#### ВЫБРАННЫЙ ТЕКСТ
━━━

Поскольку эмпирическому опыту искусственно придается целостность и единство, возникает методологическая проблема интерпретации того «зазора», который существует между реальностью жизни и реальностью рассказа о ней – «рассказывая свою жизнь, мы создаем форму, посредством которой распознаем в жизни то, что без этой формы не увидели бы» [Бурдье, 2002, с.80]. Текст не тождественен реальности, он только презентирует ее, поэтому происходит постоянное перетолкование текстов, ведущее человека к ситуации незавершенности. Более того, как бы реалистичен и правдив ни был изображенный мир, он хронотопически не может быть тождественен реальному миру, в котором находится автор: «даже если я расскажу (или напишу) о только произошедшем со мной событии, я как рассказывающий (или пишущий) нахожусь уже вне того времени-пространства, в котором это событие совершалось, абсолютно отождествить себя, свое «я», с тем «я», о котором я рассказываю, невозможно» [Бахтин, 2000, с.191].


Несмотря на перечисленные сложности, ценность биографических повествований для изучения связи между психологическим развитием и социальными процессами не позволяет отказаться от нарративного анализа, но требует от исследователя, во-первых, обладания определенным запасом концептуальных схем, чтобы читать и проблематизировать нарративы личного опыта; во-вторых, обеспечения достоверности информации с помощью множественной триангуляции – стратегии сочетания различных методов, типов данных и моделей объяснения.

━━━

#### НАБОР ЗАПИСЕЙ
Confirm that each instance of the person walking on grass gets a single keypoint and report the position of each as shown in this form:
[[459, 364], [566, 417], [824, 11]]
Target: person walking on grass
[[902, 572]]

━━━

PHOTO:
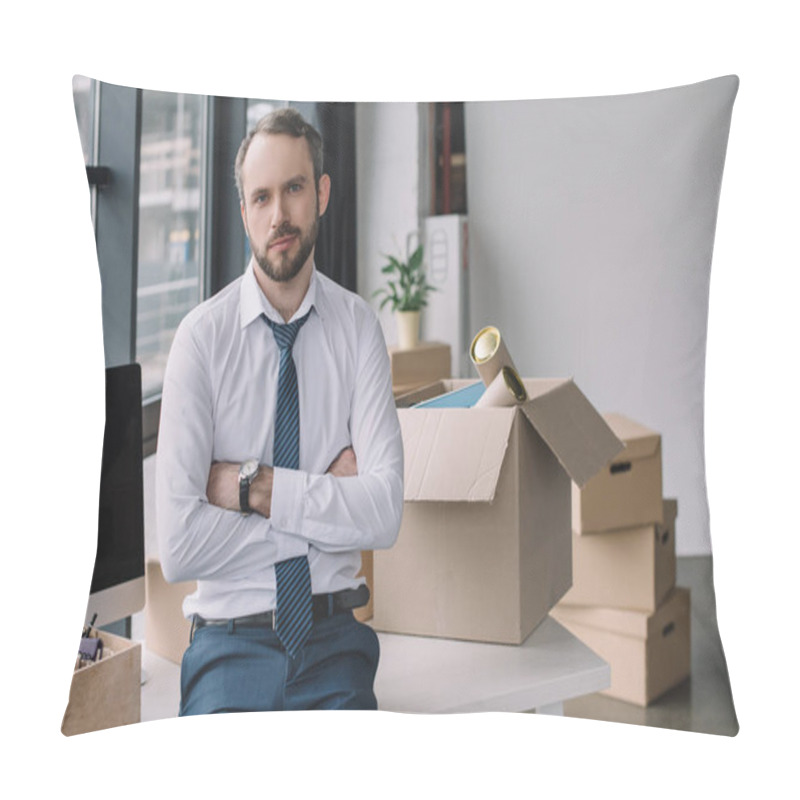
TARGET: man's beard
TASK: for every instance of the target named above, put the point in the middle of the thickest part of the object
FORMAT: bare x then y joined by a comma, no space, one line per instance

━━━

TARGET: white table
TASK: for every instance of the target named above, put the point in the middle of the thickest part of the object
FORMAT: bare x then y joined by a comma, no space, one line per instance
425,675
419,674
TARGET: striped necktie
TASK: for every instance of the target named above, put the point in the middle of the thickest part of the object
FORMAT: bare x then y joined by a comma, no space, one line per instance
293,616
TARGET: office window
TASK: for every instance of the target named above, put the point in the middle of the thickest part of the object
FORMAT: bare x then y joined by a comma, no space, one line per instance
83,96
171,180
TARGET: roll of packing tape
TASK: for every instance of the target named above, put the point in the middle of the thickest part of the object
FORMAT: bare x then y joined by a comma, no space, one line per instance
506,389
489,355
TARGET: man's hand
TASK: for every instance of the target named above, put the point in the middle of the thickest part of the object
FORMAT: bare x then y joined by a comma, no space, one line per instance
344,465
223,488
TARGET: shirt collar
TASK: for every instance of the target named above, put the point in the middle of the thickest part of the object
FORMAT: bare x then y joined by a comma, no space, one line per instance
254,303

━━━

#### ПОРЯДОК РАБОТЫ
1) Процитируйте часть текста о биографических повествованиях: всё, начиная с «Несмотря на перечисленные» и вниз до «и моделей объяснения.».
2) Перечислите все составляющие, которые, согласно тексту о биографических повествованиях, сочетает стратегия множественной триангуляции.

#### ОТВЕТЫ ПО ЗАДАНИЯМ
1)
Несмотря на перечисленные сложности, ценность биографических повествований для изучения связи между психологическим развитием и социальными процессами не позволяет отказаться от нарративного анализа, но требует от исследователя, во-первых, обладания определенным запасом концептуальных схем, чтобы читать и проблематизировать нарративы личного опыта; во-вторых, обеспечения достоверности информации с помощью множественной триангуляции – стратегии сочетания различных методов, типов данных и моделей объяснения.

2)
- различные методы
- типы данных
- модели объяснения